### Problems to solve
A - Please condense the paragraph of the stroke rehabilitation text that begins "The Biometrics device is a diagnostic" into a short bulleted list that keeps its main facts.
B - Carry the stroke rehabilitation text forward from its final sentence with the next part of the study description.

### Extracted text
+-------+
Brain plasticity is the ability to permanently transform the brain at the level of structures and functions based on information supplied to it, which allows us to learn, remember, and undergo developmental and compensatory changes. Research confirms that neurogenesis is constantly occurring in the brain, thanks to which a stroke can be followed by a brain healing effect, so-called neural network reprogramming, potentially leading to faster recovery (6–8). The biofeedback phenomenon is related to processes that take place throughout the body, and so it can be used to stimulate a patient’s nervous system during treatment after stroke. The use of a biofeedback mechanism allows feedback to be provided to the patient, teaching them how to perform movements correctly, which is an important element of therapy when motor deficits occur (8, 9). Research shows that the use of biofeedback in robotic devices facilitates the phenomenon of brain neuroplasticity through multiple repetitions of a given movement, affecting the sensorimotor cortex (10).

Among the various techniques for using surrogate feedback, visual and auditory afferentation are most often used. This type of rehabilitation facilitates intensive training, which enables adaptation to new conditions. Research shows that working with such equipment not only improves motivation to exercise but also supports regeneration. Supplementing rehabilitation with modern devices supports the process of helping patients after stroke to regain functional fitness. In the case of functional disorders of the hand or the entire upper limb following a stroke, biofeedback methods are applied using devices such as: Biometrics (11), Armeo (12, 13), Luna (14, 15), Pablo (9) Gloreha glove (16), HandTutor (17), and Amadeo (18). Many researchers use robotic biofeedback devices to treat stroke patients, but most focus on the entire upper limb (19, 20).

The Biometrics device is a diagnostic and measurement tool that uses the biofeedback method as the basis of hand and finger grip strength exercises that make it possible to perform training to restore hand dexterity and the function of the entire upper limb (12, 21). Biofeedback allows the patient to visualize movements they are performing, which has a positive effect on engagement and increases the range of movement and muscle strength. The Biometrics device has been used many times by researchers for rehabilitation of patients with various disorders (22, 23).

A literature review showed that the Biometrics LTD device has been used in the treatment of patients with rheumatoid arthritis (24), cerebral palsy (25), and studies have been conducted using the device to improve the performance of prosthetic hands (26) as well as with spinal cord injury (27). However, no studies were found on the rehabilitation of chronic stroke patients. Although chronic stroke patients typically exhibit limited potential for recovery due to plateaued neuroplastic processes, biofeedback-based therapy may still activate residual neuroplasticity through targeted, repetitive, and feedback-driven training. Therefore, the aim of our study was to assess the effects of rehabilitation using the Biometrics device on the re-education of hand function in chronic stroke patients.

2 Materials and methods

2.1 Study design

The research was conducted as a two-group randomized controlled trial.

The research received a positive opinion from the Local Bioethics Commission of the University (No. 2022/085). The study was registered in the clinical trials register at the site ClinicalTrials.gov (registration number NCT05486052). Registration date (18.07.2022). The data were collected from 1 August 2022 to 28 February 2023.

2.2 Setting

The study was conducted among chronic stroke patients in the Spa and Rehabilitation Hospital.
+-------+
### Data records
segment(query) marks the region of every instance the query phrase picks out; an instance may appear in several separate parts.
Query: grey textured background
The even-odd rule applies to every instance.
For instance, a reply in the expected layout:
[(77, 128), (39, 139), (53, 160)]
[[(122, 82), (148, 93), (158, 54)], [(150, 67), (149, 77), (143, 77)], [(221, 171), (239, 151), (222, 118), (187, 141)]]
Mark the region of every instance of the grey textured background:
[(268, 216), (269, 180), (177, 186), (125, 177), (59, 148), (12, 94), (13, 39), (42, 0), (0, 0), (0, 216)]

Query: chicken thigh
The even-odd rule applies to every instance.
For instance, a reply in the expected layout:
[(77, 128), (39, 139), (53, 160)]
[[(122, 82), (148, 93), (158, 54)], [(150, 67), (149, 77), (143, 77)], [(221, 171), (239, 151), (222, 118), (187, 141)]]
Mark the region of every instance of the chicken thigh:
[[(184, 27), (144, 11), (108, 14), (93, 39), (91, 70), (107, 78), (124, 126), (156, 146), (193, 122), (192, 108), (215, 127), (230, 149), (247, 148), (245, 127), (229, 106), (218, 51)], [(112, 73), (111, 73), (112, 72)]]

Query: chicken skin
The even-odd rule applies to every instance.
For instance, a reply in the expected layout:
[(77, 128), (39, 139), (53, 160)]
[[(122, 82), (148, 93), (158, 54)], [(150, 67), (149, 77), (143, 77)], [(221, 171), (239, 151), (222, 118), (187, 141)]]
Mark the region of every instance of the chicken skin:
+-------+
### Results of the tasks
A -
- The Biometrics device is a diagnostic and measurement tool.
- Its hand and finger grip strength exercises are based on biofeedback and train patients to restore hand dexterity and upper-limb function.
- Biofeedback lets patients see the movements they perform. This raises engagement and increases range of movement and muscle strength.
- Researchers have often used the device to rehabilitate patients with various disorders.

B -
2.3 Sample size calculation

The required sample was taken a priori based on the minimal clinically important difference (MCID) for the FMA-UE scale, 4.25 points (28). Using the G*Power program (version 3.1.9.4; F. Faul, University of Cologne, Germany), with a statistical power of 90% (1-β) and a significance level of α = 0.05, a minimum required sample size was calculated as 38 participants in each group (76 in total). However, due to the specific characteristics of those examined, more conservative assumptions regarding oversampling (approximately 25–30%) were deliberately made. 120 patients were enrolled in the study. After applying a 0% elimination estimate, the final sample size, distributed across units, ultimately yielded very high statistical power.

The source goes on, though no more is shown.